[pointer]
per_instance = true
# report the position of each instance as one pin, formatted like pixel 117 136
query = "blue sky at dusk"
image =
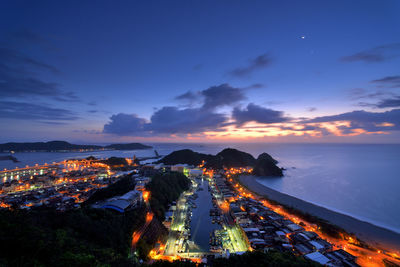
pixel 200 71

* * *

*INSTRUCTIONS FOR THE TASK*: Please copy every record above exactly, but leave the pictures out.

*TASK RESULT*:
[pointer]
per_instance = true
# report the position of each instance as one pin, formatted like pixel 117 136
query = "blue sky at dusk"
image =
pixel 200 71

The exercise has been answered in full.